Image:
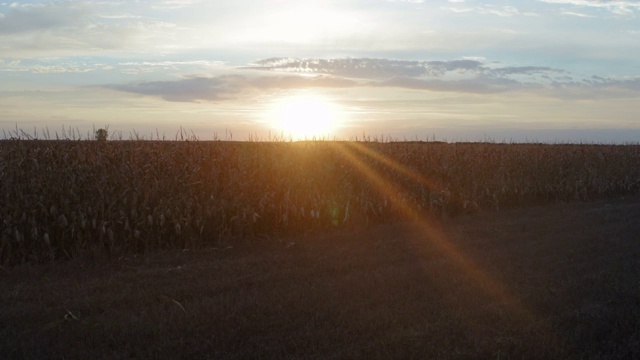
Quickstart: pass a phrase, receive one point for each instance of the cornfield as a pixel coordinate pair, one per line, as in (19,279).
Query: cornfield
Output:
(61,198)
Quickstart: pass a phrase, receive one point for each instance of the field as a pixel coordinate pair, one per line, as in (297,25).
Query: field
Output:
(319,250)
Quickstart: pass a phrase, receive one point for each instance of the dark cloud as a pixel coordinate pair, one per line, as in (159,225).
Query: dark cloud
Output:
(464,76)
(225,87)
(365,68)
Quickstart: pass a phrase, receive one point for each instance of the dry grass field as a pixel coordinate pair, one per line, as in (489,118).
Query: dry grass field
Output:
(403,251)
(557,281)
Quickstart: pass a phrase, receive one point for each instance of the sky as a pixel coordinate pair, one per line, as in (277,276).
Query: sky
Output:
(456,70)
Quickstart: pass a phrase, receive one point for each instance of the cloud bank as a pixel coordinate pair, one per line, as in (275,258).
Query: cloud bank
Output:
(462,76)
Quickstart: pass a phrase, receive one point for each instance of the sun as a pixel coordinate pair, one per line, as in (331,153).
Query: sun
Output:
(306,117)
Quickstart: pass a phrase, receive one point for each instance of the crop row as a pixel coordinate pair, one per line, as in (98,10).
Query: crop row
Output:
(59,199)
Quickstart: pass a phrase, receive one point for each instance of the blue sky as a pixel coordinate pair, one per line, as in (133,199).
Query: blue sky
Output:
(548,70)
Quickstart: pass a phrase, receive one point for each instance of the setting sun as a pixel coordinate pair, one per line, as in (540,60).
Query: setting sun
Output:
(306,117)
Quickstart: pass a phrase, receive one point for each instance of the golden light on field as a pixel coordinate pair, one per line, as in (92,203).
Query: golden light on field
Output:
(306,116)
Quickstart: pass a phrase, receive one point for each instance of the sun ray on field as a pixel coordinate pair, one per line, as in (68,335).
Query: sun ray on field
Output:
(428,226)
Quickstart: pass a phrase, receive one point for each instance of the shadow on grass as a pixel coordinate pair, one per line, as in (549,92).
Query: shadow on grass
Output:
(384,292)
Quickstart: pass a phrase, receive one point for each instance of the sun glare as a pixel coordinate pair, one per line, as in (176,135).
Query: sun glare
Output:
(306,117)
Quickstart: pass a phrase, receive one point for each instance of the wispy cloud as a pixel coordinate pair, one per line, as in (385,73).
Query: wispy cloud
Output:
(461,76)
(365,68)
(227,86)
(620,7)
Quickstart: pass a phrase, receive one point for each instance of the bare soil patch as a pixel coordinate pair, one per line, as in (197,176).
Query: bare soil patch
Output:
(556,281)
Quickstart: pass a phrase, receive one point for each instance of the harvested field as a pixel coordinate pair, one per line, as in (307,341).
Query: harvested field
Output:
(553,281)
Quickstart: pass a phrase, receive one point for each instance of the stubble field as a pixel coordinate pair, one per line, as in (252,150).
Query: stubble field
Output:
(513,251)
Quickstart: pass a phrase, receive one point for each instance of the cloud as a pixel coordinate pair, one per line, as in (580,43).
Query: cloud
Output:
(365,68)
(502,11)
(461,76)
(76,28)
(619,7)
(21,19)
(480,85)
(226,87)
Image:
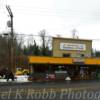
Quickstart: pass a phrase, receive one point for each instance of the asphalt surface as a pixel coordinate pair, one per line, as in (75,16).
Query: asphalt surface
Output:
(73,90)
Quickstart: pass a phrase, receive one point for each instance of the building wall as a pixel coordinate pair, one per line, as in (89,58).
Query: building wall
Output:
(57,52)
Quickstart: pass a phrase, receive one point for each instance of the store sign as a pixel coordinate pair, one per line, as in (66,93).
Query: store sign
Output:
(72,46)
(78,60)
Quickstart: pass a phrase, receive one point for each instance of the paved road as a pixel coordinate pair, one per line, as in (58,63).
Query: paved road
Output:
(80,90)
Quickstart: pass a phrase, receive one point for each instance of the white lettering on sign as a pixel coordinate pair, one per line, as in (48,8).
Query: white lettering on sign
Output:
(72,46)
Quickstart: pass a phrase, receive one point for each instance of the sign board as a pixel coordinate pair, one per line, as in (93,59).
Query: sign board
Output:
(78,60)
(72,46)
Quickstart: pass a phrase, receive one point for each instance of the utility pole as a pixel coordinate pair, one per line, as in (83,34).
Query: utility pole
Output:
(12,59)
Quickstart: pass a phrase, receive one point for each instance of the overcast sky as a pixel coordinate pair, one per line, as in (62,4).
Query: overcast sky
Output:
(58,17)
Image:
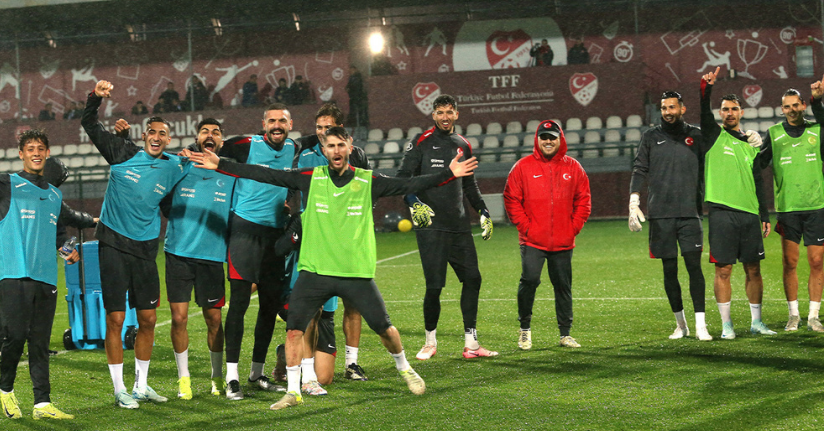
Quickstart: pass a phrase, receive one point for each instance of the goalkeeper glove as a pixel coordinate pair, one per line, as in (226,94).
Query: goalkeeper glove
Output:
========================================================================
Render all of the data above as a numbered list, with blank lines omitted and the pictures left out.

1. Image:
2. Quickstart: pass a phrase, receive one point for each instance of the cornfield as a pixel coordinate pair, one per line, as in (19,279).
3. Query: cornfield
4. Output:
5. (61,198)
6. Quickstart: pass a phrase, receive one point for each instance of the field as a pixel coordinate pair, one per line, as in (297,25).
7. Query: field
8. Output:
9. (319,250)
10. Quickstart: pass a phrase, receive one point for each instance of the dark cloud as a pixel coordinate pair, one per line, as in (159,225).
11. Query: dark cloud
12. Output:
13. (464,76)
14. (225,87)
15. (365,68)
16. Quickstart: pass a phrase, receive one point for each instance of the dry grass field as a pixel coordinate pair, one per line, as in (489,118).
17. Query: dry grass field
18. Output:
19. (403,251)
20. (557,281)
21. Quickstart: pass a phrase, receive one point for each instance of the sky as a pixel coordinate pair, one per line, as in (277,276).
22. Query: sky
23. Output:
24. (456,70)
25. Quickstart: pass a phrase, receive one point for each instance of the cloud bank as a pixel coordinate pair, one per line, as in (275,258).
26. Query: cloud bank
27. Output:
28. (462,76)
29. Quickstart: pass a phrase, receive one point for each instance of the sun as a pixel coordinate pair, one per line, as in (331,153).
30. Query: sun
31. Output:
32. (306,117)
33. Quickstart: pass a phrase, receive one point for each instance of the crop row as a pixel coordinate pair, one per line, as in (98,10).
34. Query: crop row
35. Output:
36. (59,199)
37. Quickstart: pass a phrase, receive one point for each instance of the blue sky as a pixel coordinate pair, one per line, as in (133,199).
38. Query: blue sky
39. Output:
40. (548,70)
41. Quickstart: pass a phrase, receive one point for each instance of the setting sun as a pixel coordinate pair, one per line, as in (540,60).
42. Query: setting sun
43. Output:
44. (306,117)
45. Quickstart: pass a phrase, receive one point for each instance of the golden light on field as a pixel coordinate pair, one per line, as in (92,203).
46. Query: golden light on field
47. Output:
48. (306,116)
49. Quickstart: pass a phrase, receive one point for each instance of the sun ray on field as a pixel coordinate pair, one per line, as in (68,335).
50. Query: sun ray on field
51. Output:
52. (428,226)
53. Quickstart: pass a phrase, receive one point for each instance of the shadow on grass as a pixel coordinate pair, one per line, as in (549,92).
54. Query: shadow on grass
55. Output:
56. (384,292)
57. Quickstart: pass a phrase, receive one point for each instance of the sun glare as a pixel coordinate pair, one per line, as in (176,135).
58. Query: sun glare
59. Output:
60. (306,117)
61. Quickstart: pass a phrase, receive one point for each instance of the wispy cloud as a pixel coordinate pair, one per line, as in (385,73).
62. Query: wispy cloud
63. Output:
64. (461,76)
65. (365,68)
66. (227,86)
67. (620,7)
68. Quickstart: pass a phrase, receive one point for each instance of the bare soil patch as a pixel coordinate pair, one per line, as in (197,176).
69. Query: bare soil patch
70. Output:
71. (556,281)
72. Quickstart: pass a phrase, receive one point for each instance of the harvested field as a pixel coordinate pair, one per line, as in (307,341).
73. Query: harvested field
74. Output:
75. (553,281)
76. Quickstart: pass a phrase, receive one point for each instance of the stubble field as a pixel coordinate pair, one per line, as in (252,150).
77. Query: stubble field
78. Output:
79. (513,251)
80. Quickstart: pass a phrase, receive one point for each instance of the cloud as a pixel coordinate pair, one per line, as in (580,43).
81. Query: cloud
82. Output:
83. (365,68)
84. (502,11)
85. (461,76)
86. (76,28)
87. (619,7)
88. (21,19)
89. (480,85)
90. (226,87)
91. Image:
92. Quickstart: pass a phrase, receive one point for each instance of the asphalt surface as a pixel coordinate pair, one per line, as in (75,16).
93. Query: asphalt surface
94. Output:
95. (73,90)
96. Quickstart: pass a phrase, receive one point for each instance of the building wall as a pixel coordinate pair, one per line, as in (89,58).
97. Query: building wall
98. Output:
99. (57,52)
100. Quickstart: pass a phrase, receive one point for each instance of the store sign as a pixel coordinate pair, one per line, as in (66,93).
101. Query: store sign
102. Output:
103. (72,46)
104. (78,60)
105. Quickstart: pass a phrase, receive one point for each instance of the paved road as a pixel coordinate pair, one per line, as in (58,63).
106. Query: paved road
107. Output:
108. (80,90)
109. Quickstart: pass a phrase, receive one point for each instance of the white lettering on sign as a pixel coordinate pair, one per line, as in (48,8).
110. Query: white lettering on sign
111. Output:
112. (72,46)
113. Quickstart: pass a phrase, receive one point for each instance of the sign board as a pixel coordinate pair, one per line, as in (93,59).
114. Query: sign board
115. Output:
116. (78,60)
117. (72,46)
118. Quickstart: pass a phrase, receive one point for each instance of the utility pole as a pixel coordinate pair, one per line, as in (83,34).
119. Query: utility pole
120. Output:
121. (12,59)
122. Quickstart: pass a phrase, receive one point for each instance of the overcast sky as a pixel coordinate pair, one per line, as in (62,4).
123. Query: overcast sky
124. Output:
125. (58,17)
126. Image:
127. Quickstart: pass a phrase, receive one point for each instance of the goalkeeper glove as a pixel coordinate pair, one per line, as in (226,94).
128. Query: goalkeeper glove
129. Output:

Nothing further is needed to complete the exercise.